--- START Provided data ---

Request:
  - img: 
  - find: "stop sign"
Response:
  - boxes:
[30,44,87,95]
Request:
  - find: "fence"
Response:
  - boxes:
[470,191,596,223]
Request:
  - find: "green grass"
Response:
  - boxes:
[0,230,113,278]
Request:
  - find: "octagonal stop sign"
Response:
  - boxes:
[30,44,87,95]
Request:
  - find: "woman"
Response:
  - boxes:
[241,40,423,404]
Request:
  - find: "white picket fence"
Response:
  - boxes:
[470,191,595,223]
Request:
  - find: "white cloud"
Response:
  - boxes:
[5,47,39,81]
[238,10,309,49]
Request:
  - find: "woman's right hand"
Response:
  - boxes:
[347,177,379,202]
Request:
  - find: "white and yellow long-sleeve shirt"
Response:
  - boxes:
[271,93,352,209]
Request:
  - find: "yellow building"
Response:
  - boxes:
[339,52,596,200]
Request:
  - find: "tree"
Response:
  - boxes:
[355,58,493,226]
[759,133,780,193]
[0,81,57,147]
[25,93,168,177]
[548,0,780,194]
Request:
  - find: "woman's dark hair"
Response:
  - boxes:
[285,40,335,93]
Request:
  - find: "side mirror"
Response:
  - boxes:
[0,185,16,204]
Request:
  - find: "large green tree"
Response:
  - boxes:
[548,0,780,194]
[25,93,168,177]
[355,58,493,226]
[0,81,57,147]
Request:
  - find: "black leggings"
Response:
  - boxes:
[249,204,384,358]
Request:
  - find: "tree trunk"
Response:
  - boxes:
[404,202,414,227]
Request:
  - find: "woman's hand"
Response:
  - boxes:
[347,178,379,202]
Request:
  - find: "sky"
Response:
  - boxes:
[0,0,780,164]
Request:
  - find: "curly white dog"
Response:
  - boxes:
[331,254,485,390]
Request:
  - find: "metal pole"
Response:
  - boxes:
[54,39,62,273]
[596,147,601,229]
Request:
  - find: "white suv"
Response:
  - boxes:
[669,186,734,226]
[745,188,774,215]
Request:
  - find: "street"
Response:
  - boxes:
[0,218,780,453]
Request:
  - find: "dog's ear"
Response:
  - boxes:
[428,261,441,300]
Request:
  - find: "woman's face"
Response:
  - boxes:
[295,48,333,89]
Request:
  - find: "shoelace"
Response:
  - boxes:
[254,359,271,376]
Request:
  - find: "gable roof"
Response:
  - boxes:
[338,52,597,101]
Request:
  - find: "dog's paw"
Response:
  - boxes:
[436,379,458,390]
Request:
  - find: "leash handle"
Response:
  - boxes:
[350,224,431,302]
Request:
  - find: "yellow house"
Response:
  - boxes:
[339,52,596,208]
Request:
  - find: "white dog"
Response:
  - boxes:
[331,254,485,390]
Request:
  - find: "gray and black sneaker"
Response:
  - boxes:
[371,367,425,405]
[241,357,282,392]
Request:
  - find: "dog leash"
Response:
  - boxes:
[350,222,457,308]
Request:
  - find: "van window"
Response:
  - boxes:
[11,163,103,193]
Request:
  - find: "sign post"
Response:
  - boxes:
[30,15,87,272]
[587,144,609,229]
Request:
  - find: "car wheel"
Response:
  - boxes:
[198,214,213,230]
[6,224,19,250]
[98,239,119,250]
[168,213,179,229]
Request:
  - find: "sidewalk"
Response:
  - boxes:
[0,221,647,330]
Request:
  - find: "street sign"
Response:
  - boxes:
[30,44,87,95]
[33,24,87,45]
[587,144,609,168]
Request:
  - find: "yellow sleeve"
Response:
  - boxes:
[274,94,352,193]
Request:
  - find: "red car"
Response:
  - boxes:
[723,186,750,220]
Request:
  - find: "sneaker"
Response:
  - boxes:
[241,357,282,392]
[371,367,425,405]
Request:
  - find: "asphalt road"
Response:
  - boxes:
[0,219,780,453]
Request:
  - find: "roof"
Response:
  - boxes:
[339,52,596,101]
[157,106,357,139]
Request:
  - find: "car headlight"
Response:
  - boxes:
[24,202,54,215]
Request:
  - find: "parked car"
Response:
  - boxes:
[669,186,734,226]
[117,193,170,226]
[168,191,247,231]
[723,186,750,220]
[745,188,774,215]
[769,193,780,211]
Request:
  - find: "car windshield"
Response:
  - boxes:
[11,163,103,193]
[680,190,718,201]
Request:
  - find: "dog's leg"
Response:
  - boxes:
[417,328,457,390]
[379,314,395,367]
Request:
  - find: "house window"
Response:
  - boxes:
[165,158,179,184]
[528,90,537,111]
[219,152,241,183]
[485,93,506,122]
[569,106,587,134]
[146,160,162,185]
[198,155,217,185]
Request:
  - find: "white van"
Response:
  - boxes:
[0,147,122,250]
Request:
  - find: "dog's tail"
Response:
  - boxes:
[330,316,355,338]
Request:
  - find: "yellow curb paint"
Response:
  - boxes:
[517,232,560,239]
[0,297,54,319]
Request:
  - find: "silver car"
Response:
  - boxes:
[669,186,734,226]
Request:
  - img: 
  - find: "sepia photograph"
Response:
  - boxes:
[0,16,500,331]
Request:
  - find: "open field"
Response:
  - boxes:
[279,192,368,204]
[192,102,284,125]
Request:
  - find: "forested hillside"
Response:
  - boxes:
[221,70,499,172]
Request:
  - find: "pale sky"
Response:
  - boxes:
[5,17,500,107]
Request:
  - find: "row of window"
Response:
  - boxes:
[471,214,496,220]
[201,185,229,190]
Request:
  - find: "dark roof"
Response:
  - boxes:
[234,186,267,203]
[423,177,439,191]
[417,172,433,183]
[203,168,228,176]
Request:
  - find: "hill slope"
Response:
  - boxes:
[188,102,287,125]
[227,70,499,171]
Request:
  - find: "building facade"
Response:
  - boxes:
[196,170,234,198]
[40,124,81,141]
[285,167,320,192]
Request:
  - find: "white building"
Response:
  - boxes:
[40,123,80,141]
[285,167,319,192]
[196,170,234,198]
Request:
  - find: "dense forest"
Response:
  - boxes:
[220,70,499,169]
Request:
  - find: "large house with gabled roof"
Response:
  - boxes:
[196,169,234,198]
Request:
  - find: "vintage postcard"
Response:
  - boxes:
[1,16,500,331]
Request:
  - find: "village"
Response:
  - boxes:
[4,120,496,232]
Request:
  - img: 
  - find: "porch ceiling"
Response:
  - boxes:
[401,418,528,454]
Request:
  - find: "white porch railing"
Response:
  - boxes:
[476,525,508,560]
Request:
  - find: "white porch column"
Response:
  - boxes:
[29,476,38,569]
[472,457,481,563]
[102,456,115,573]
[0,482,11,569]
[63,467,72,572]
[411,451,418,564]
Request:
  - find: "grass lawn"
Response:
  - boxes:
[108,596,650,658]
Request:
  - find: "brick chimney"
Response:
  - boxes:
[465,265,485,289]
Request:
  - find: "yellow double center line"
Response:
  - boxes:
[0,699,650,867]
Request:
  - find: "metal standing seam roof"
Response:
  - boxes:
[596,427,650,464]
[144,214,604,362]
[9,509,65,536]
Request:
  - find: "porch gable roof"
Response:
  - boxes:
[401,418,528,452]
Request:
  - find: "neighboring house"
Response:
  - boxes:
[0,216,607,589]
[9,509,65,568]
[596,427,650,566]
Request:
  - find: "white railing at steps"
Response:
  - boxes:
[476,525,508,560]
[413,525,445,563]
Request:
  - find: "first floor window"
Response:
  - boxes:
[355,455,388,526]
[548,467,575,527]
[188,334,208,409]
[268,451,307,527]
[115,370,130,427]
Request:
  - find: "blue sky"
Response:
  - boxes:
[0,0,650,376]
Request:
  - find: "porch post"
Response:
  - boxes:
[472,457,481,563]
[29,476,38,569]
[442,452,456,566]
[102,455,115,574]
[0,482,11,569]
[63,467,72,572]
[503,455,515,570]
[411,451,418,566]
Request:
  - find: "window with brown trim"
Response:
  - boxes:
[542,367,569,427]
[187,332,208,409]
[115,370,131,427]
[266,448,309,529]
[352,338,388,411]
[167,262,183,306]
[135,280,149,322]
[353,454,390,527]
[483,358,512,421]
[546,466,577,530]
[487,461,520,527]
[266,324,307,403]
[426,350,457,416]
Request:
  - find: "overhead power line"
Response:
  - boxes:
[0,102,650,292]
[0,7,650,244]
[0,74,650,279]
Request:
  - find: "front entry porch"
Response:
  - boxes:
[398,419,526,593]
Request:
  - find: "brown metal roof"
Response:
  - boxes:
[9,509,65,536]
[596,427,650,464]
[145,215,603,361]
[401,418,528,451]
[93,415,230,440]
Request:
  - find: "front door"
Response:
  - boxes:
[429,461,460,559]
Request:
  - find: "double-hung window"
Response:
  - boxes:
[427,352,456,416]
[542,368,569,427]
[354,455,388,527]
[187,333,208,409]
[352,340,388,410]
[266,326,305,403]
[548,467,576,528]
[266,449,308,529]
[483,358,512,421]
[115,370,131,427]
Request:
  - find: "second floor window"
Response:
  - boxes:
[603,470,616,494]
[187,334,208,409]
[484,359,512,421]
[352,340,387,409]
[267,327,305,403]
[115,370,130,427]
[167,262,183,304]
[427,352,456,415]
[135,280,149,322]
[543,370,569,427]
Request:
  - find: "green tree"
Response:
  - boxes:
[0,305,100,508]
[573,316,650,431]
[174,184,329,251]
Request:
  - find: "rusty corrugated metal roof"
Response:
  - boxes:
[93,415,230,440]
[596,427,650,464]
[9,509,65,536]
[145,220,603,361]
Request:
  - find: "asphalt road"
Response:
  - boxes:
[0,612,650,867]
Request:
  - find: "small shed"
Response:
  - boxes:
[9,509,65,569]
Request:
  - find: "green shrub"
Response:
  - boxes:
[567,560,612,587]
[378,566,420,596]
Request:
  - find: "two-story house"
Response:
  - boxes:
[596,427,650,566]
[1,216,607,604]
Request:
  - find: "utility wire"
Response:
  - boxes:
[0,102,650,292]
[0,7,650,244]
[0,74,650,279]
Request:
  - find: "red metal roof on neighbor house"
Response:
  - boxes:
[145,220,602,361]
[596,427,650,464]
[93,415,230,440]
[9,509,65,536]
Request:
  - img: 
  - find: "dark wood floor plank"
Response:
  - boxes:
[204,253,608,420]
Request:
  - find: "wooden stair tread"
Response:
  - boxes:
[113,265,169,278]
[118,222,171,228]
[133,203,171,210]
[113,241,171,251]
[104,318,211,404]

--- END Provided data ---

__Objective__:
Return every line above that contains the word "window".

__Problem solution__:
  - find: "van window"
  - find: "house window"
  - find: "row of window"
  - find: "first floor window"
  - find: "window with brown trim"
  - find: "double-hung window"
  - find: "second floor window"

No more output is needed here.